* **OBJETIVO**:
Transcreva, por favor, o texto extraído sobre a JMJ na íntegra, sem alterar nenhuma palavra nem pontuação.

Será legítimo para qualquer leitor deste texto presumir que a minha posição filosófica de análise assenta numa mentalidade asceta. Afinal, eu já ironizei a propósito de festins de DJ com a participação de fiéis e membros do clero. Também podia ironizar a propósito das noites boémias dos jovens peregrinos, quer seja noites repletas de copos ou noites floreados por sexo heterossexual ou homossexual (não tenham dúvidas que as noites boémias da JMJ também tem disto). No final de contas eu podia ser aqui visto como um asceta conservador que com maus olhos vê as incursões hedonistas da juventude. O problema com essa hipotética análise é que eu próprio sou um hedonista (ainda que bastante moderado nos dias que correm) e portanto nunca poderia criticar o hedonismo dos outros. Onde eu quero chegar é precisamente à hipocrisia da massa católica. Tanta coisa com o pecado, a moderação, a espiritualidade, a introspecção, as orações, o modo de vida asceta para se ascender ao Reino Celeste, tanta coisa com tanto dogma católico e no final de contas, em larga medida, a JMJ é nada mais que o Festival de Verão da Igreja Católica onde a malta de junta para a diversão.

* **LISTAGEM EXTRAÍDA**:
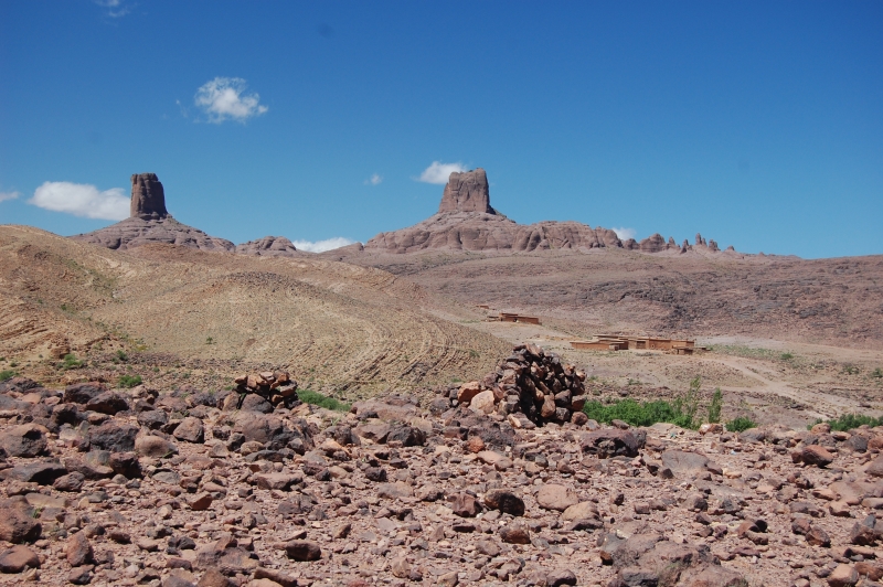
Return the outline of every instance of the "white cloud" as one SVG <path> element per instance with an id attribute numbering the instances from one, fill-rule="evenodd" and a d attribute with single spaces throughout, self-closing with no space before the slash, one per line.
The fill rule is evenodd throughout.
<path id="1" fill-rule="evenodd" d="M 635 232 L 635 228 L 610 228 L 610 230 L 616 233 L 616 236 L 618 236 L 620 241 L 628 241 L 629 238 L 635 238 L 635 235 L 638 234 Z"/>
<path id="2" fill-rule="evenodd" d="M 244 94 L 245 88 L 245 79 L 240 77 L 215 77 L 196 90 L 193 102 L 205 111 L 210 122 L 220 124 L 226 119 L 245 122 L 268 110 L 258 104 L 257 92 Z"/>
<path id="3" fill-rule="evenodd" d="M 421 177 L 417 178 L 417 181 L 444 185 L 448 182 L 448 178 L 455 171 L 464 172 L 466 171 L 466 168 L 462 166 L 462 163 L 443 163 L 442 161 L 433 161 L 432 166 L 423 170 L 423 173 L 421 173 Z"/>
<path id="4" fill-rule="evenodd" d="M 336 236 L 333 238 L 326 238 L 325 241 L 294 241 L 292 244 L 298 250 L 308 250 L 310 253 L 325 253 L 326 250 L 333 250 L 336 248 L 352 245 L 355 241 L 345 238 L 343 236 Z"/>
<path id="5" fill-rule="evenodd" d="M 131 12 L 132 7 L 127 4 L 125 0 L 95 0 L 99 7 L 107 9 L 107 15 L 111 19 L 125 17 Z"/>
<path id="6" fill-rule="evenodd" d="M 100 192 L 88 183 L 47 181 L 36 189 L 28 203 L 86 218 L 119 221 L 129 217 L 129 198 L 121 188 Z"/>

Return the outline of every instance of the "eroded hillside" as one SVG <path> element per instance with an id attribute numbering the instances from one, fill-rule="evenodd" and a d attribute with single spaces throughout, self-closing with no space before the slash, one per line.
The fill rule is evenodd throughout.
<path id="1" fill-rule="evenodd" d="M 318 259 L 123 253 L 3 226 L 0 282 L 0 354 L 44 380 L 66 353 L 123 349 L 156 357 L 158 377 L 169 365 L 221 376 L 269 364 L 355 397 L 475 376 L 507 348 L 424 312 L 411 281 Z"/>

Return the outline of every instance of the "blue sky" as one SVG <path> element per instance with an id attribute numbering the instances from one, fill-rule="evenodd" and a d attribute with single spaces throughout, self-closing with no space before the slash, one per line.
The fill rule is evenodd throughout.
<path id="1" fill-rule="evenodd" d="M 434 162 L 522 223 L 881 254 L 883 3 L 0 3 L 0 223 L 108 225 L 152 171 L 210 234 L 364 242 Z"/>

* **EM RESPOSTA**:
Será legítimo para qualquer leitor deste texto presumir que a minha posição filosófica de análise assenta numa mentalidade asceta. Afinal, eu já ironizei a propósito de festins de DJ com a participação de fiéis e membros do clero. Também podia ironizar a propósito das noites boémias dos jovens peregrinos, quer seja noites repletas de copos ou noites floreados por sexo heterossexual ou homossexual (não tenham dúvidas que as noites boémias da JMJ também tem disto). No final de contas eu podia ser aqui visto como um asceta conservador que com maus olhos vê as incursões hedonistas da juventude. O problema com essa hipotética análise é que eu próprio sou um hedonista (ainda que bastante moderado nos dias que correm) e portanto nunca poderia criticar o hedonismo dos outros. Onde eu quero chegar é precisamente à hipocrisia da massa católica. Tanta coisa com o pecado, a moderação, a espiritualidade, a introspecção, as orações, o modo de vida asceta para se ascender ao Reino Celeste, tanta coisa com tanto dogma católico e no final de contas, em larga medida, a JMJ é nada mais que o Festival de Verão da Igreja Católica onde a malta de junta para a diversão.